§ Your objective
Go through the records below and return each line that has "snowmobile" in it.

§ Data
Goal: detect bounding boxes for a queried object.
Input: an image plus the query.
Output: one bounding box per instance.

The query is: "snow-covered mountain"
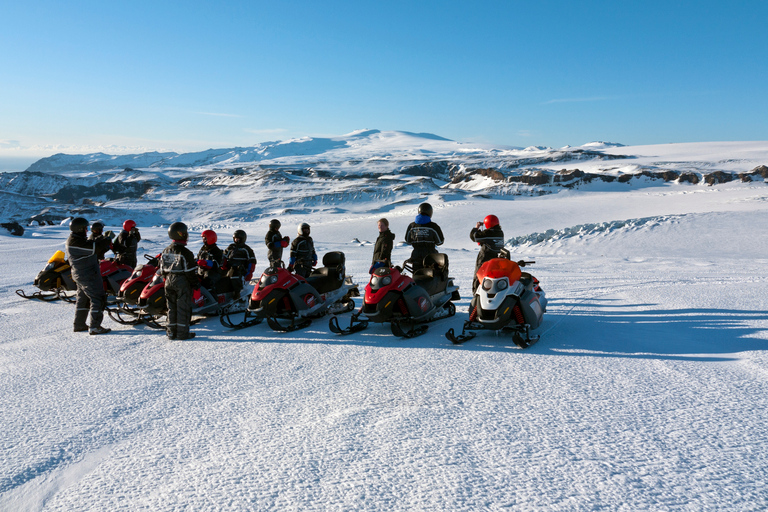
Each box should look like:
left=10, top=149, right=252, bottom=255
left=2, top=130, right=767, bottom=229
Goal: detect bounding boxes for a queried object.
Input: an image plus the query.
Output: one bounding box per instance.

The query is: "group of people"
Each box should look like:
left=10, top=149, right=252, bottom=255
left=63, top=202, right=507, bottom=339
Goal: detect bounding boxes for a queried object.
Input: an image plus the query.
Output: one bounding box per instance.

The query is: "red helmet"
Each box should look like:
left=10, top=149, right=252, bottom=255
left=201, top=229, right=217, bottom=245
left=484, top=215, right=499, bottom=229
left=123, top=219, right=136, bottom=231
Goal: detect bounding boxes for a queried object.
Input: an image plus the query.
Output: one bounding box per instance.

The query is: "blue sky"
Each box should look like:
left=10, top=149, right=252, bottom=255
left=1, top=0, right=767, bottom=168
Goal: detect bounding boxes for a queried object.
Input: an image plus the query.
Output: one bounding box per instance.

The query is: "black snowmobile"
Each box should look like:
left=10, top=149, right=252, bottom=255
left=16, top=250, right=77, bottom=302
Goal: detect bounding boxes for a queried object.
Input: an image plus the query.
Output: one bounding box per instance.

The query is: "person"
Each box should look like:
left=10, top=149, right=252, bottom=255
left=223, top=229, right=257, bottom=289
left=370, top=218, right=395, bottom=273
left=65, top=217, right=112, bottom=335
left=113, top=219, right=140, bottom=268
left=289, top=223, right=317, bottom=278
left=265, top=219, right=290, bottom=268
left=196, top=229, right=224, bottom=291
left=470, top=215, right=505, bottom=292
left=158, top=222, right=199, bottom=340
left=88, top=221, right=115, bottom=260
left=404, top=203, right=444, bottom=272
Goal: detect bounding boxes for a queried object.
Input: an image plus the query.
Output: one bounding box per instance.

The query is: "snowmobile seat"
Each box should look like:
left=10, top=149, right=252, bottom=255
left=413, top=253, right=449, bottom=296
left=213, top=276, right=235, bottom=294
left=307, top=251, right=346, bottom=294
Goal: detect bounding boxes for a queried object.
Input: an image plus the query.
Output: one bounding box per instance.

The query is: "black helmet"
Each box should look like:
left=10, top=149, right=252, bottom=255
left=91, top=221, right=104, bottom=234
left=298, top=223, right=310, bottom=236
left=168, top=221, right=188, bottom=241
left=269, top=219, right=281, bottom=230
left=418, top=202, right=433, bottom=217
left=70, top=217, right=89, bottom=234
left=233, top=229, right=247, bottom=243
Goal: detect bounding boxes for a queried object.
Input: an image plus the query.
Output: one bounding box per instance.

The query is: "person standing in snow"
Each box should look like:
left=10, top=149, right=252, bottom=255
left=88, top=221, right=115, bottom=260
left=223, top=230, right=257, bottom=290
left=159, top=222, right=199, bottom=340
left=265, top=219, right=290, bottom=268
left=404, top=203, right=444, bottom=272
left=196, top=229, right=224, bottom=291
left=469, top=215, right=505, bottom=293
left=370, top=218, right=395, bottom=273
left=65, top=217, right=112, bottom=335
left=289, top=223, right=317, bottom=278
left=113, top=219, right=140, bottom=268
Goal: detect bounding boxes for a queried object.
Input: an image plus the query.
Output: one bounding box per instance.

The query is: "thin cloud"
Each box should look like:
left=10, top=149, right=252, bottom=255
left=244, top=128, right=288, bottom=135
left=193, top=111, right=244, bottom=118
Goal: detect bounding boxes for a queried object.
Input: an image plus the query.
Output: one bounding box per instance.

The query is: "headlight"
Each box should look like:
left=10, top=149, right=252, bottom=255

§ Finished task
The query is: "black snowmobile"
The query is: "snowmobile seat"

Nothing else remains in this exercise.